TAREFAS A REALIZAR |
a) Reescreva de forma mais concisa o parágrafo do texto sobre a nacionalização do gás boliviano iniciado por "Nessa data, feriado", conservando seus fatos principais.
b) Dê continuidade ao texto sobre a nacionalização do gás boliviano a partir do ponto em que ele termina.

::: TRECHO DE ORIGEM :::

Friday, 22 de November de 2024 ISSN 1519-7670 - Ano 24 - nº 1315

Toda unanimidade é burra

Confesso que nunca entendi o significado da frase do título, atribuída a Nelson Rodrigues. Diversas vezes me apanhei divagando sobre o que aquele autor tinha em mente quando a proferiu. Simplesmente, eu não conseguia enxergar o que ele tinha enxergado quando a disse. Até o dia 1º de maio de 2006.

Nessa data, feriado muito bem-vindo por todos nós, ansiosos por um fim de semana maior que apenas o sábado e domingo, como todos sabem, o presidente da Bolívia, Evo Morales, decretou a nacionalização das reservas de gás natural de seu país, fazendo uso de uma teatral ocupação de refinarias pelas tropas do bravo exército boliviano. Quanto à análise se o ato do presidente boliviano é bom ou mau, deixo-a para outra oportunidade. Isto porque, pelos dados que foram exibidos durante toda a semana, pelas diversas empresas de mídia – jornais, emissoras de TV e de rádio, não é possível concluir sobre o mérito do ato do presidente Morales. Explico.

::: INFORMAÇÕES APRESENTADAS :::

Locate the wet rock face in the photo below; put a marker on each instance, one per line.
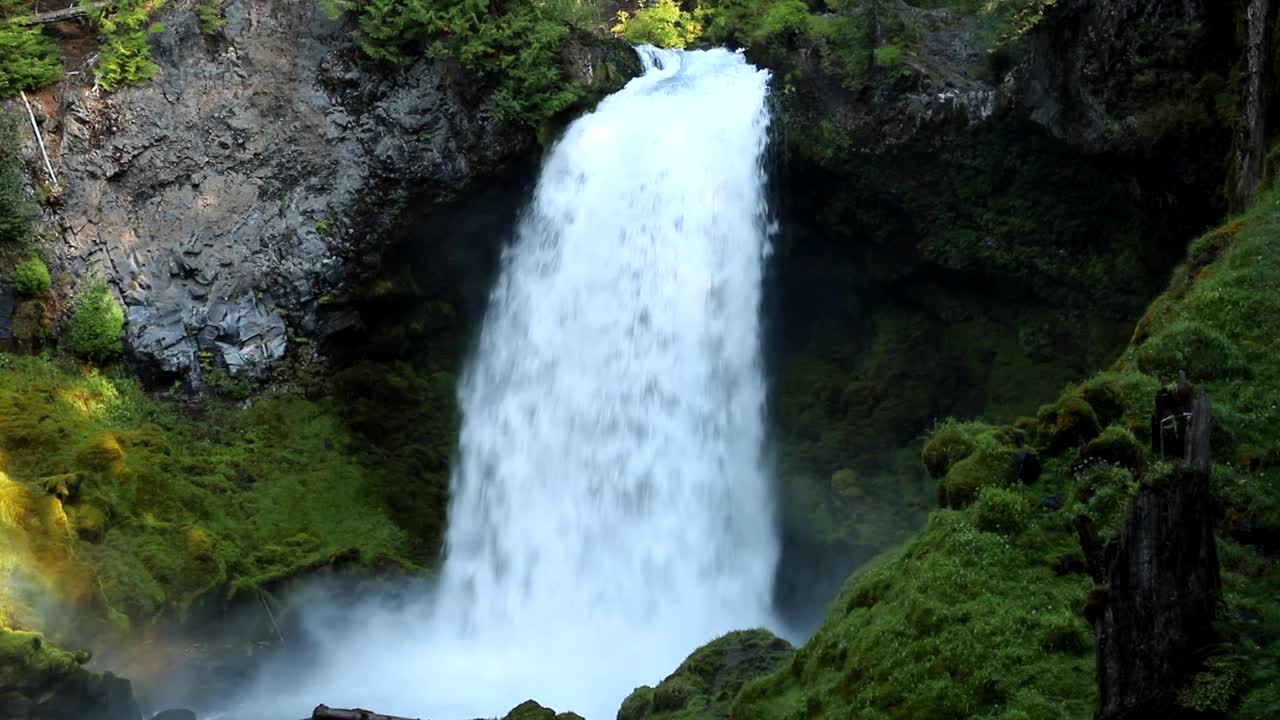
(1110, 74)
(228, 196)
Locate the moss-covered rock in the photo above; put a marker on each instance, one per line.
(965, 623)
(1116, 446)
(707, 682)
(1068, 423)
(1193, 349)
(999, 510)
(120, 509)
(530, 710)
(40, 682)
(958, 620)
(991, 460)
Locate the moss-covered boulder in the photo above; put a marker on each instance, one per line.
(707, 682)
(530, 710)
(1068, 423)
(40, 682)
(956, 621)
(968, 456)
(1193, 349)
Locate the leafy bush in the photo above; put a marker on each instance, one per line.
(16, 210)
(126, 57)
(662, 23)
(31, 277)
(97, 324)
(28, 58)
(517, 48)
(1016, 17)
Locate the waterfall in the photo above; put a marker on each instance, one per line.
(611, 509)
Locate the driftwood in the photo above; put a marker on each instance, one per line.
(72, 13)
(325, 712)
(40, 140)
(1162, 577)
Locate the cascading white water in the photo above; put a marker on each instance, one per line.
(609, 507)
(611, 510)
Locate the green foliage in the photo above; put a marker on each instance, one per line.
(1068, 423)
(1104, 493)
(209, 14)
(126, 55)
(1016, 17)
(662, 23)
(96, 327)
(888, 55)
(1191, 347)
(28, 58)
(1000, 510)
(31, 278)
(960, 623)
(172, 504)
(964, 623)
(16, 210)
(516, 48)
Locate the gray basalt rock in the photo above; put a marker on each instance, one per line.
(259, 172)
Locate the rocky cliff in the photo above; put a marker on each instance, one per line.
(234, 197)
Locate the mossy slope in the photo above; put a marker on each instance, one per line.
(129, 509)
(973, 619)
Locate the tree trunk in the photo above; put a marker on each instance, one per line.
(1162, 579)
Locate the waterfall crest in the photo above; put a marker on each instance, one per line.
(611, 507)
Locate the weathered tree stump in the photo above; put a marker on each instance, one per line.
(1162, 578)
(325, 712)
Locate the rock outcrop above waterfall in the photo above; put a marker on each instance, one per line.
(238, 196)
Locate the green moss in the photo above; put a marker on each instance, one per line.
(1191, 347)
(958, 623)
(638, 705)
(16, 208)
(1121, 397)
(991, 463)
(31, 278)
(947, 443)
(1116, 446)
(28, 662)
(1104, 492)
(661, 23)
(209, 13)
(707, 682)
(168, 506)
(999, 510)
(28, 58)
(124, 57)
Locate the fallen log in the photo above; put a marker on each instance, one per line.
(72, 13)
(325, 712)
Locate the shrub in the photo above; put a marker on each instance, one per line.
(210, 17)
(16, 210)
(661, 23)
(31, 278)
(97, 324)
(28, 58)
(126, 57)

:::

CONJUNTO DE RESPOSTAS |
a) Em 1º de maio de 2006, feriado, o presidente da Bolívia, Evo Morales, decretou a nacionalização das reservas de gás natural do país, com uma ocupação teatral de refinarias pelo exército. O autor deixa para outra ocasião a avaliação do ato como bom ou mau. Os dados divulgados durante a semana por jornais, emissoras de TV e de rádio não permitem concluir sobre o mérito da medida.

b)
Invariavelmente, tudo o que li, vi e ouvi nos diversos noticiários a que tive acesso foram reações raivosas, iradas por parte de políticos, empresários e público em geral – se é verdade que o Brasil tem 180 milhões de técnicos de futebol, a última semana me levou a pensar se não temos também, ao menos, uns 100 milhões de espertos em extração de gás natural –, reações que se dividiam sempre em duas direções:

a) a atitude ‘abusada’ desse ‘paiseco’ (as aspas e este neologismo são meus), em afrontar o Brasil, rompendo regras de direito internacional, desrespeitando contratos firmados anteriormente;

b) a fraqueza da diplomacia brasileira, que se deixou agredir dessa forma, sujeitando-se praticamente de forma passiva à atitude insolente desses ‘latinos’.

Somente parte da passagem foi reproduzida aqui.